About this exercise: Make an exact copy of the records, leaving out the images.

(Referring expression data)
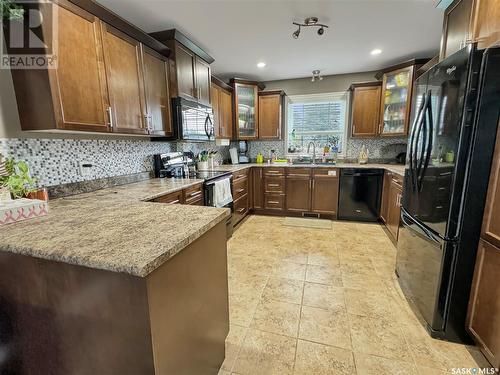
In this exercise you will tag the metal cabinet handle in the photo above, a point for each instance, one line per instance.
(109, 111)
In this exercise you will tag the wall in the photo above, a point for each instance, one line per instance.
(383, 149)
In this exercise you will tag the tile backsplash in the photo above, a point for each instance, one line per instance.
(56, 161)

Written solution:
In this exercise you will tag the metal cabinet handle in the photo above, a point for each instance, one line per instance.
(109, 111)
In this exercise you will tag the wall in the photo above, a point for each instance, one line per instance.
(383, 149)
In this exercise you will tag the tile backsplash in the photo above, a point for each instance, one line per instance.
(56, 161)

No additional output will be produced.